Imagine What Is Behind That Wall

Just a copy of Today's Prayer (June 27) from the Church of Scotland's Pray Now site. I love the Prayer Activity.

Hope

Blessed be the God and Father of our Lord Jesus Christ! By his great mercy we have been born anew to a living hope through the resurrection of Jesus Christ from the dead...
1 Peter 1:3

Prayer

There!
There, between the moment I call ‘now’,
and the moment that comes next,
sits hope,
between the days whose weight has borne down on us,
in lack of movement, lack of change,
the lumpen oppression of the ‘aye been’
and the sheer terrorism of ‘and what’s going to change?’ –
there hope sits.
For Hope is the possibility that should not be,
that to this eternal, hopeless ‘now’
linked by steel chains to what was, and what shall be,
‘same old same old ...’
there is a beyond.
Whether we recognise it or not, Lord,
hope is the mark of your sovereignty, and our liberation.

SET TASK A: Identify every line in the entries below that contains the word "water", and copy each one out. Case counts.

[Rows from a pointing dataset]
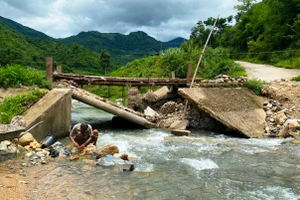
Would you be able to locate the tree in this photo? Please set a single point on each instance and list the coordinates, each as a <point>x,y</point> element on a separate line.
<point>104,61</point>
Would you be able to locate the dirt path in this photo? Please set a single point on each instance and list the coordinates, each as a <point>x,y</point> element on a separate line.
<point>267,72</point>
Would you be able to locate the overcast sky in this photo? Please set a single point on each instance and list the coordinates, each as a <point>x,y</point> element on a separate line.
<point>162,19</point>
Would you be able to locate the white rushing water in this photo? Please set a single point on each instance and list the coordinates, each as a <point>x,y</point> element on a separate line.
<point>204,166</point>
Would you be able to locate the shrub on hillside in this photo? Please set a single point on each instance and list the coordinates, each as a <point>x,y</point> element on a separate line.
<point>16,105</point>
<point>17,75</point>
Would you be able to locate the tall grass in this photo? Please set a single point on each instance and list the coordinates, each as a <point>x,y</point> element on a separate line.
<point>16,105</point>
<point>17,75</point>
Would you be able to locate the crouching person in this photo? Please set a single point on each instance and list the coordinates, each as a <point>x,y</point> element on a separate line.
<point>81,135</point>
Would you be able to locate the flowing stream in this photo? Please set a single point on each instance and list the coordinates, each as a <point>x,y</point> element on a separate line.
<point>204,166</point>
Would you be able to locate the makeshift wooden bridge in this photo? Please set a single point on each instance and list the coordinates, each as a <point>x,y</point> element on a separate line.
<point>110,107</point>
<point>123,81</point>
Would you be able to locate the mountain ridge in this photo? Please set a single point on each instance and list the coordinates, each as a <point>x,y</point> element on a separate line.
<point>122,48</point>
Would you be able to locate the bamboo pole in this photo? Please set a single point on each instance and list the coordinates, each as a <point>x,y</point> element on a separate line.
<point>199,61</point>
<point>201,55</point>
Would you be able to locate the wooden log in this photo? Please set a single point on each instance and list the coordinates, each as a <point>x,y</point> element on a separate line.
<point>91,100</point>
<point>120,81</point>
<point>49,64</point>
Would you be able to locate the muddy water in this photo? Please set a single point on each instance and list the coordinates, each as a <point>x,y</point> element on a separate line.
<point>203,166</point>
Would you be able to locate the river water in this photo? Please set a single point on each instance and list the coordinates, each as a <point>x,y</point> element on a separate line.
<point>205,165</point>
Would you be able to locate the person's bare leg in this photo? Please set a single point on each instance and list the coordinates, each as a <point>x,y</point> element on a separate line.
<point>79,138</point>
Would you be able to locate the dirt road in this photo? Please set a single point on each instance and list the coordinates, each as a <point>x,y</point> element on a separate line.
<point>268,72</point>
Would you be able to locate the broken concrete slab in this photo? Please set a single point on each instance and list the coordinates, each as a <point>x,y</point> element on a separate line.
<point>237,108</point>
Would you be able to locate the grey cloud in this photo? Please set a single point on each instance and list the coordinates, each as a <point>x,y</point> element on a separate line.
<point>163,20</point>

SET TASK B: Repeat the prayer post above word for word, from "For Hope is" to "is a beyond.".

PROBLEM SOLUTION A:
Would you be able to locate the white rushing water in this photo? Please set a single point on each instance and list the coordinates, each as a <point>x,y</point> element on a separate line.
Would you be able to locate the muddy water in this photo? Please set a single point on each instance and list the coordinates, each as a <point>x,y</point> element on a separate line.
Would you be able to locate the river water in this photo? Please set a single point on each instance and list the coordinates, each as a <point>x,y</point> element on a separate line.

PROBLEM SOLUTION B:
For Hope is the possibility that should not be,
that to this eternal, hopeless ‘now’
linked by steel chains to what was, and what shall be,
‘same old same old ...’
there is a beyond.